#### Directive A
Please answer these questions about the NetworKit passage:
(i) For moderately large batches of edge updates, how much faster than a static recomputation from scratch is the dynamic algorithm?
(ii) What did NetworKit include in place of the discarded fast Laplacian solver?
(iii) Compared with numerical methods, how much faster is the Katz centrality algorithm?
#### Directive B
Rename "harmonic centrality" to "harmonic closeness" in the NetworKit passage, giving the part that begins at the words "NetworKit additionally implements" and stops after "recomputation from scratch.".

#### Page extract
NetworKit additionally implements a batch-dynamic version of this algorithm [18 SPP, 2 SPP], which also addresses harmonic centrality [21, 67] – an alternative definition of closeness centrality introducing support for disconnected graphs. Experiments on both real-world and synthetic instances demonstrate that, for moderately large batches of edge updates, the dynamic algorithm is up to four orders of magnitude faster than a static recomputation from scratch.

Electrical Closeness. Electrical resistance is a distance function on graphs that is constructed by interpreting the graph as a network of electrical resistors and by measuring the effective resistance between vertices in this network. If the usual distance function (based on shortest-path distances) in the definition of closeness is replaced by effective resistance, one obtains the definition of electrical closeness. This centrality measure has been gaining attention due to the fact that it considers paths of any length. NetworKit has an efficient approximation algorithm to compute electrical closeness [6 SPP]. This algorithm exploits a well-known connection between electrical networks and uniform spanning trees to approximate electrical closeness faster than previous numerical algorithms (including the numerical algorithm from Ref. [17 SPP]) and can handle graphs with hundreds of millions of edges.

As part of our work on electrical closeness, NetworKit gained support for various numerical algorithms. These are typically either used as subprocedures of our algorithms or for performance and/or quality comparisons; however, they can also be called as standalone numerical solvers. Experiments with an (in terms of theoretical analysis) fast Laplacian solver revealed severe limitations in practice [43 SPP] – which is why it was discarded. Instead, we included a fast implementation [17 SPP] of the lean algebraic multigrid algorithm (LAMG) [51], which is particularly well-suited to solve series of Laplacian linear systems with identical system matrices.

Katz Centrality. NetworKit also implements an approximation algorithm for Katz centrality that can handle graphs with billions of edges within a few minutes [38 SPP]. The algorithm utilizes lower and upper bounds on the centrality score of each vertex and improves these bounds until the Katz centrality ranking is computed with sufficient precision. In comparison to earlier combinatorial algorithms for Katz centrality, our algorithm is the first to obtain a provable approximation bound and/or the correctness of the ranking. It is also at least 50% faster than numerical methods. NetworKit provides a parallel implementation of this algorithm that can also handle dynamic graphs. In Ref. [38 SPP], we additionally provide a GPU-based implementation which is not part of NetworKit.

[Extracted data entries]
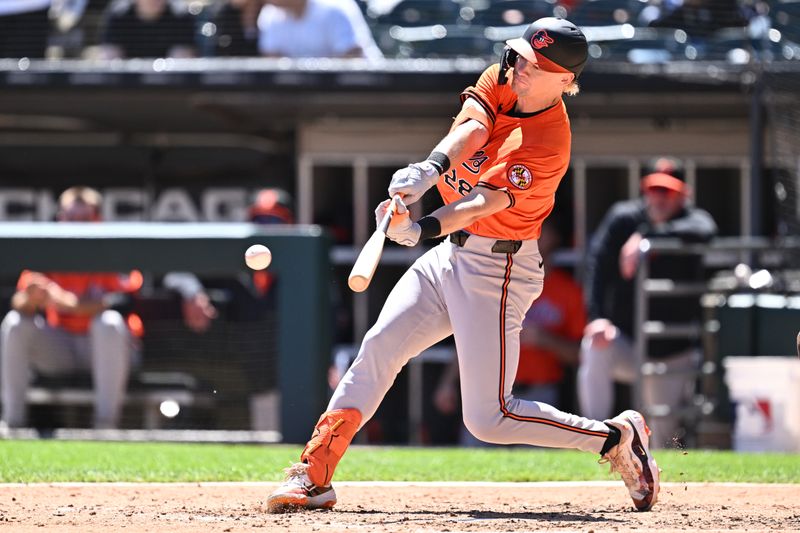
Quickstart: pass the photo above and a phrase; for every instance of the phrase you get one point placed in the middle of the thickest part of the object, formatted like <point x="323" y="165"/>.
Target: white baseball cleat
<point x="632" y="459"/>
<point x="297" y="493"/>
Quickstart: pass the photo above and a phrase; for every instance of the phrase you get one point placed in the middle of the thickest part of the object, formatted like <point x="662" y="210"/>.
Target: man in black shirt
<point x="146" y="28"/>
<point x="607" y="351"/>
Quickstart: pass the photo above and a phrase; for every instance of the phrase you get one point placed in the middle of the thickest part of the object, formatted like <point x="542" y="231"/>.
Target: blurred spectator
<point x="196" y="306"/>
<point x="549" y="340"/>
<point x="701" y="18"/>
<point x="271" y="206"/>
<point x="79" y="333"/>
<point x="24" y="28"/>
<point x="607" y="350"/>
<point x="315" y="28"/>
<point x="237" y="28"/>
<point x="145" y="28"/>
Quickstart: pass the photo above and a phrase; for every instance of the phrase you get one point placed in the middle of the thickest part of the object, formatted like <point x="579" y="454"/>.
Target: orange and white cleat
<point x="631" y="458"/>
<point x="298" y="492"/>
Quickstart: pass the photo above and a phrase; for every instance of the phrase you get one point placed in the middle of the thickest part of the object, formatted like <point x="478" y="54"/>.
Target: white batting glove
<point x="412" y="182"/>
<point x="401" y="229"/>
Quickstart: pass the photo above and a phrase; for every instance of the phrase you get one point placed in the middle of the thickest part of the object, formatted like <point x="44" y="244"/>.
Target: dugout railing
<point x="706" y="416"/>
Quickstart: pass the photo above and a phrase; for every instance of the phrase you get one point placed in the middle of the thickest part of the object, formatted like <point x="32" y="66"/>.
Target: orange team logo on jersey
<point x="540" y="40"/>
<point x="520" y="176"/>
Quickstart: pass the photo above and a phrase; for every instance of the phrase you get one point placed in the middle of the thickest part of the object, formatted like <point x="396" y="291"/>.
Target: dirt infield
<point x="397" y="508"/>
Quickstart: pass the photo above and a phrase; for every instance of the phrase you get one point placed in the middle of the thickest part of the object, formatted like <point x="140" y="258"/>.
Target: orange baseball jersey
<point x="559" y="310"/>
<point x="84" y="285"/>
<point x="526" y="156"/>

#### Task response A
(i) Up to four orders of magnitude faster.
(ii) A fast implementation of the lean algebraic multigrid algorithm (LAMG).
(iii) At least 50% faster.

#### Task response B
NetworKit additionally implements a batch-dynamic version of this algorithm [18 SPP, 2 SPP], which also addresses harmonic closeness [21, 67] – an alternative definition of closeness centrality introducing support for disconnected graphs. Experiments on both real-world and synthetic instances demonstrate that, for moderately large batches of edge updates, the dynamic algorithm is up to four orders of magnitude faster than a static recomputation from scratch.